◆ **ASSIGNMENT**
An acceptable response holds only the line containing "Target: stone countertop" and every line after it to the end of the records, each reproduced exactly.

◆ **EXERCISE MATERIALS**

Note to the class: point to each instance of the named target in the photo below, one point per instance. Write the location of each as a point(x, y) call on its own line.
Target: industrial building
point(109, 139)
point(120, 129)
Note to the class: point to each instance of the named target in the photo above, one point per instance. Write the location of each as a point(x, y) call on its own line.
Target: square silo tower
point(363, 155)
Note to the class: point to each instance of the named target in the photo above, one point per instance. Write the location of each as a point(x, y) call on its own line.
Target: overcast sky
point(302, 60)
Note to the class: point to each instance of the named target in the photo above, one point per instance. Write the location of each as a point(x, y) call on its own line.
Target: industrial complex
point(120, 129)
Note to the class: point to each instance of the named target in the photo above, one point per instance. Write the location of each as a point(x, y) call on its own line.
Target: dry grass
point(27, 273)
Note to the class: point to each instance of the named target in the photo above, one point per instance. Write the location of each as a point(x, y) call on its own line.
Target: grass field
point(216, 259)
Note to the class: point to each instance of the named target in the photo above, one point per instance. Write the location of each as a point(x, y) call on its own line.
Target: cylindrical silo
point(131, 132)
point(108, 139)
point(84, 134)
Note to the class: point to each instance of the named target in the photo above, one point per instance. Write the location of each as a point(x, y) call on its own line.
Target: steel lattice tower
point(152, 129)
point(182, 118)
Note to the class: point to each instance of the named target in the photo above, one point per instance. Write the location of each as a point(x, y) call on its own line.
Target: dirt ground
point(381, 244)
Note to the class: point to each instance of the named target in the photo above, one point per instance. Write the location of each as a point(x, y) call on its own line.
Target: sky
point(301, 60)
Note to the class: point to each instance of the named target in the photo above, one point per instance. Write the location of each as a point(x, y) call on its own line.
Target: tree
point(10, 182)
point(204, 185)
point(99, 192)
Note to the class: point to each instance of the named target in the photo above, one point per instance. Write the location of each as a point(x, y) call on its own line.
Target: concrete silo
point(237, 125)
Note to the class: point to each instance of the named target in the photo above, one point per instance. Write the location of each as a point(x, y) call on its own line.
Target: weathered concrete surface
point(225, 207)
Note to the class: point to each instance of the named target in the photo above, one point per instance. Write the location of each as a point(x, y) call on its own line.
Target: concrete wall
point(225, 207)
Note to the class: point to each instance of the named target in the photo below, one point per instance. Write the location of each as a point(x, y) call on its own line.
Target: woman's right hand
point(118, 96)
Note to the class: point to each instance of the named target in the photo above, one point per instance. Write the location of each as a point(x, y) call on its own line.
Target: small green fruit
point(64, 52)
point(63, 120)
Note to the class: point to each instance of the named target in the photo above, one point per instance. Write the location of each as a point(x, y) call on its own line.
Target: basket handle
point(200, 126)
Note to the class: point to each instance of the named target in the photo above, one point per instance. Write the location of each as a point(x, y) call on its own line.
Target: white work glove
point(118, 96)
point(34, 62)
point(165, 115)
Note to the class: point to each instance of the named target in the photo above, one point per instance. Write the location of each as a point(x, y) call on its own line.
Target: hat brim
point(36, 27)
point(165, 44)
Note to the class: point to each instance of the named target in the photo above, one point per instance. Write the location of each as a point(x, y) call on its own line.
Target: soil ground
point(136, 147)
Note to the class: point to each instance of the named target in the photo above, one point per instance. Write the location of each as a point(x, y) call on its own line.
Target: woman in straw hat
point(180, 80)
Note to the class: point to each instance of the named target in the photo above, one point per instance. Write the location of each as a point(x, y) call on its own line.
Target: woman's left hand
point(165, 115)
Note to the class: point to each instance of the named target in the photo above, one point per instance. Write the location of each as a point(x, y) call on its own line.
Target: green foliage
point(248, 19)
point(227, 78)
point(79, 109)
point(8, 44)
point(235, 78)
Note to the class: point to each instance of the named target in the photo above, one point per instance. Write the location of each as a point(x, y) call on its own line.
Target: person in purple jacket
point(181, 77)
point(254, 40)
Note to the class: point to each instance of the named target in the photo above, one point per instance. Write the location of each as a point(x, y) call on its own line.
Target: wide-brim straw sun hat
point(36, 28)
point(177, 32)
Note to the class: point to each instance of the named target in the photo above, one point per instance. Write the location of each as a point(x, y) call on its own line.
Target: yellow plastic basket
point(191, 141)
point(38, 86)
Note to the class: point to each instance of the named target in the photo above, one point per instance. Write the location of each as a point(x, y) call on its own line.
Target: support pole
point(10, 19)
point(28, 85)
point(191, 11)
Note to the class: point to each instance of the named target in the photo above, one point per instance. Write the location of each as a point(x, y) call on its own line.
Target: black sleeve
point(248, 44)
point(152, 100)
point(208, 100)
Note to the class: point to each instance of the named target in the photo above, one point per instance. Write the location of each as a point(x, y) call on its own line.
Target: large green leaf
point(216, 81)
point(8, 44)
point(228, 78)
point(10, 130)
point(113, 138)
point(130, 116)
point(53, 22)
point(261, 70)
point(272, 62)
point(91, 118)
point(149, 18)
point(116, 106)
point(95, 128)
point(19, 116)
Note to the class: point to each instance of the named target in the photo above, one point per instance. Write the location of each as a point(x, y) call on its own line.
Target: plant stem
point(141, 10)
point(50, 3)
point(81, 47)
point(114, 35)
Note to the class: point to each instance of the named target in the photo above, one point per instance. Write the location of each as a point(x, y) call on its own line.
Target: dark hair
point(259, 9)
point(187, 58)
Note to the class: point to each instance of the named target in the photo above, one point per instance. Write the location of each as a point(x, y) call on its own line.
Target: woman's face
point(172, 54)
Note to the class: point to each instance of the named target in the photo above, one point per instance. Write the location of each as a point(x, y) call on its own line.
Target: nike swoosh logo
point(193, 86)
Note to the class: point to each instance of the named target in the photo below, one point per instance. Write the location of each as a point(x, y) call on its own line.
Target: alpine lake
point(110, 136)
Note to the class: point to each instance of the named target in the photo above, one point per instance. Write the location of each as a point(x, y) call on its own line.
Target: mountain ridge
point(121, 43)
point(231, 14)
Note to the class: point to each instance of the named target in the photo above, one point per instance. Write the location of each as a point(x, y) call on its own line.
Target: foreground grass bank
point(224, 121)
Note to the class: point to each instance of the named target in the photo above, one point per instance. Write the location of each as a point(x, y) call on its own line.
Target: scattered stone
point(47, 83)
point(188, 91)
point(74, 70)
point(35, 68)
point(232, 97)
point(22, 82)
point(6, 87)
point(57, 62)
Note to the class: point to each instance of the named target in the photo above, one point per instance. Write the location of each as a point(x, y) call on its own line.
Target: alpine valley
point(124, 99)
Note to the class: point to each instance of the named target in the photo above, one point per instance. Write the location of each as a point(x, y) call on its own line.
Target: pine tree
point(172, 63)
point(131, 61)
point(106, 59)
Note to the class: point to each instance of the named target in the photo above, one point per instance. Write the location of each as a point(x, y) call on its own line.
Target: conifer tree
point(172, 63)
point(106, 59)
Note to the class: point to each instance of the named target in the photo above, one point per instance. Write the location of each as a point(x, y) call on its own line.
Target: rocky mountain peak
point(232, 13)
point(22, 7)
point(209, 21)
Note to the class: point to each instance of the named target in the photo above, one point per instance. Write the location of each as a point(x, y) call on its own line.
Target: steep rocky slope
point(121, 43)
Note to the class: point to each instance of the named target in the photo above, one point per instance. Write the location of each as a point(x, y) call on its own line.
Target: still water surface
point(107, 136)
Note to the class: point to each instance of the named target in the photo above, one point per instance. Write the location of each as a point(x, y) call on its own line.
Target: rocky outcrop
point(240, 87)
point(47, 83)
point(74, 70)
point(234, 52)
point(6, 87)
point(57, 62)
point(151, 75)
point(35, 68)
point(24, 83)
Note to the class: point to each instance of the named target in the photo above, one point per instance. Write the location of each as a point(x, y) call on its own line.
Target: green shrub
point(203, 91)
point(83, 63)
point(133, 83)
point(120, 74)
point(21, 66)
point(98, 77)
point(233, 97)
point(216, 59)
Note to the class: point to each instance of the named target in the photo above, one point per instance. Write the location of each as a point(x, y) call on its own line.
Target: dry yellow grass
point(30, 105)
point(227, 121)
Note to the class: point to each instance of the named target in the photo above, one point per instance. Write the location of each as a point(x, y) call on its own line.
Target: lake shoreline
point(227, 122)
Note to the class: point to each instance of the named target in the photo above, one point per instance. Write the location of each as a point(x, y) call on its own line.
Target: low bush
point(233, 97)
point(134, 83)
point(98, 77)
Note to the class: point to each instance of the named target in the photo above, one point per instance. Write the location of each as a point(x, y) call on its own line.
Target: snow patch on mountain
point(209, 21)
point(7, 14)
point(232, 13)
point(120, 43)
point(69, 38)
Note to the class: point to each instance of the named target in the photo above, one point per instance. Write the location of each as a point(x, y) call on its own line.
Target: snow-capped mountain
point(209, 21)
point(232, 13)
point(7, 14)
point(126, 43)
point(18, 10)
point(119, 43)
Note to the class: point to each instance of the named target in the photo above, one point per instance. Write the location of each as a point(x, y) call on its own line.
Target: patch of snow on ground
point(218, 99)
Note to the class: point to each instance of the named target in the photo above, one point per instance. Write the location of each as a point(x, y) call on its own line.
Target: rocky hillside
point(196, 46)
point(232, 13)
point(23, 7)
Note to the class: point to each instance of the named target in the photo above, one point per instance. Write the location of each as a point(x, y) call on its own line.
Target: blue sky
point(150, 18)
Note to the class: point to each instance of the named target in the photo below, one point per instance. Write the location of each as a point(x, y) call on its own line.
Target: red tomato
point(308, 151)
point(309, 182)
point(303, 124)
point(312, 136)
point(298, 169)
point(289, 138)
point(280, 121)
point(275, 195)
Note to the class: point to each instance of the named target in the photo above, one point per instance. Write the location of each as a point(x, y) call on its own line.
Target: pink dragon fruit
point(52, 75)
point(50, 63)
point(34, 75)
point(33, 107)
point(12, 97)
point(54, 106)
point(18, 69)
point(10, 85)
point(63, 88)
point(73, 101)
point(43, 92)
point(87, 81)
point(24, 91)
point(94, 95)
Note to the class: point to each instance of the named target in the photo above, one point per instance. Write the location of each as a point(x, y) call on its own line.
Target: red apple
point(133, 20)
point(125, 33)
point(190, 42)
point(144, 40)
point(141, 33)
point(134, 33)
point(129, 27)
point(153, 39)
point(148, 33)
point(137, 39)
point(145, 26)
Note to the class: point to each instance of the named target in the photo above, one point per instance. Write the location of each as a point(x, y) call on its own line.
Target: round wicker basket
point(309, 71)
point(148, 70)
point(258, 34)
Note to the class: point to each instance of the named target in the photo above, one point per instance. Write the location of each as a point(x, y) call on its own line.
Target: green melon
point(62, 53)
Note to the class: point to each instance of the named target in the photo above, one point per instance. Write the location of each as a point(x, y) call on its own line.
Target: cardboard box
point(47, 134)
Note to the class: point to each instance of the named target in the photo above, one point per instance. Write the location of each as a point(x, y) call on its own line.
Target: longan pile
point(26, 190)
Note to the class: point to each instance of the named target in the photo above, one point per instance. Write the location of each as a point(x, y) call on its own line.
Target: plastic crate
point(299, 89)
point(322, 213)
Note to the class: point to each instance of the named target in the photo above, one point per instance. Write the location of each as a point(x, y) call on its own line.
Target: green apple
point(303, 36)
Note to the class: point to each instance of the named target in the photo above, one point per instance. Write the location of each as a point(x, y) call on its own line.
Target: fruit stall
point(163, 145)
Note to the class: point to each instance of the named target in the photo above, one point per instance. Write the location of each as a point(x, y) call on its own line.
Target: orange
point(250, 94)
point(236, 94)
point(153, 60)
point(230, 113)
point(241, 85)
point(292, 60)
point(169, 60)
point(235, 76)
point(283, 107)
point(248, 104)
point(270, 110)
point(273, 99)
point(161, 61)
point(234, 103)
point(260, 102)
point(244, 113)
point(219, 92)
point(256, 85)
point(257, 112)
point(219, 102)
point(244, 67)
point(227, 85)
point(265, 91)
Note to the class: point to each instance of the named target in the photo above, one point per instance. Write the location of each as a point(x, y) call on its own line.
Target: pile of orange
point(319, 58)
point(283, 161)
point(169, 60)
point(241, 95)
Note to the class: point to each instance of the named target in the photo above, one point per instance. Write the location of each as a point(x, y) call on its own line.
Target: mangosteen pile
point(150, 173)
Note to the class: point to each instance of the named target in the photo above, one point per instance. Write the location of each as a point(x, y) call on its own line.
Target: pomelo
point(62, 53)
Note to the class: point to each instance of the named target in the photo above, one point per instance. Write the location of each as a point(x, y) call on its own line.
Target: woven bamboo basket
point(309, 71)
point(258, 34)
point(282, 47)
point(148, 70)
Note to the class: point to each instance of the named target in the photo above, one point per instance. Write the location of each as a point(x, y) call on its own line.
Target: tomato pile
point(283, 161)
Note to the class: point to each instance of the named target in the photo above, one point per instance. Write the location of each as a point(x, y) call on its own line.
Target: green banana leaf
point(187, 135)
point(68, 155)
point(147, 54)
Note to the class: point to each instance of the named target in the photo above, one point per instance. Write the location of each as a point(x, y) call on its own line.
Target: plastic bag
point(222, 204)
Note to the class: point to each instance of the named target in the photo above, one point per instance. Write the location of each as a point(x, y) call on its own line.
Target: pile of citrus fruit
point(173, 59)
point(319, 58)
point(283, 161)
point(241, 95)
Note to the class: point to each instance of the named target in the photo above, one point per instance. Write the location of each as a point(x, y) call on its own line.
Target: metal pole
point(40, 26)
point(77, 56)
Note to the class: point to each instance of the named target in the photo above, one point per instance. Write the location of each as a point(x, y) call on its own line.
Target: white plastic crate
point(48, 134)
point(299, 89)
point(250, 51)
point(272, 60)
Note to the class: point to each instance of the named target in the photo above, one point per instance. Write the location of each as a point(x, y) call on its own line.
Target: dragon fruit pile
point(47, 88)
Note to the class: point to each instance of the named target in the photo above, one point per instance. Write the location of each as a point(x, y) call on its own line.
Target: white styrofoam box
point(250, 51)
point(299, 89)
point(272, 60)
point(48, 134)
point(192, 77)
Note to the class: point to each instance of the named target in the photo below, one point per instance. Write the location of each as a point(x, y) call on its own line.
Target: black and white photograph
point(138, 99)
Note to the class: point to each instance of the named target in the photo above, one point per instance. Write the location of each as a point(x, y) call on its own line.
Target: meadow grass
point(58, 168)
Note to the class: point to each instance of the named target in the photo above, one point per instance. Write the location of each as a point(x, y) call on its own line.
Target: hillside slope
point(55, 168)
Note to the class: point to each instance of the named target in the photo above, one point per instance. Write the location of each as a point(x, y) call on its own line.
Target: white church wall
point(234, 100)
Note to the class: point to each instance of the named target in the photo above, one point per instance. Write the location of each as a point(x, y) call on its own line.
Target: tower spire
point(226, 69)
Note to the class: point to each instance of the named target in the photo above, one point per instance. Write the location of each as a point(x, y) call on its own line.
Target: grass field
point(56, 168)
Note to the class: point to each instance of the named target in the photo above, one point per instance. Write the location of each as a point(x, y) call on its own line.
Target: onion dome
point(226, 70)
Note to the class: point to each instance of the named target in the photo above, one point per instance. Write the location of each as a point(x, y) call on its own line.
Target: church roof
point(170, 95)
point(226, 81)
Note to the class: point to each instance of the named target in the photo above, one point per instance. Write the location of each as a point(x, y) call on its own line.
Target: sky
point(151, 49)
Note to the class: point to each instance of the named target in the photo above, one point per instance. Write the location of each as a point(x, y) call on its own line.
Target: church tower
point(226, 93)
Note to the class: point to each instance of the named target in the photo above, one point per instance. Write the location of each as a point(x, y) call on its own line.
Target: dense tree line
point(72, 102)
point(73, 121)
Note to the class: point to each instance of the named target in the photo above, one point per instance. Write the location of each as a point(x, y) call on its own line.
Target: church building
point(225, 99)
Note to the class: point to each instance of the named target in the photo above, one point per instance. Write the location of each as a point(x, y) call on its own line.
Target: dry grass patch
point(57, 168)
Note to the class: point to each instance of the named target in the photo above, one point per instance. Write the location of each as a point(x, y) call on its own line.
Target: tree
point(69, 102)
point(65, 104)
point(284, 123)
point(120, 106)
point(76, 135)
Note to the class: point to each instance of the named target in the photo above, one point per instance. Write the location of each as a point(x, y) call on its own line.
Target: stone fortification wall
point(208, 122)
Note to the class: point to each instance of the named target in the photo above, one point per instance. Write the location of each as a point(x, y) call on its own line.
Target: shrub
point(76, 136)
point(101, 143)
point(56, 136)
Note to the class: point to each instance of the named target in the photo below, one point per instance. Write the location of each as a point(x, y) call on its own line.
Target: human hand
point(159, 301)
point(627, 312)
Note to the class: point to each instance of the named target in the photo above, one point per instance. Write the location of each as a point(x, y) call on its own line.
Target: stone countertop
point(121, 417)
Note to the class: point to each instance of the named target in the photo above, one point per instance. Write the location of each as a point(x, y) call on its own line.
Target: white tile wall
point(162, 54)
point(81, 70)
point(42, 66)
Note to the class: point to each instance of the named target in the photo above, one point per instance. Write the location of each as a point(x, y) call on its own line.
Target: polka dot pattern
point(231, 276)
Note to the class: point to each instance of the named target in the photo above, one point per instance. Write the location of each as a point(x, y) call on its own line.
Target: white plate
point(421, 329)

◆ **OUTPUT FOR THIS TASK**
Target: stone countertop
point(121, 417)
Note to the class: point to each instance of the named target in the photo above, one point per instance. Write the location of each as a point(x, y) call on its own line.
Target: white tile wall
point(162, 54)
point(81, 70)
point(42, 66)
Note to the class: point to each instance of the named target in the photo above, one point per instance. Write the location of each as a point(x, y) call on its own line.
Target: polka dot pattern
point(231, 276)
Note to the class: point to each instance of the named target in the photo above, one point per instance. Write the location of each as a point(x, y) call on its own line.
Target: white plate
point(421, 329)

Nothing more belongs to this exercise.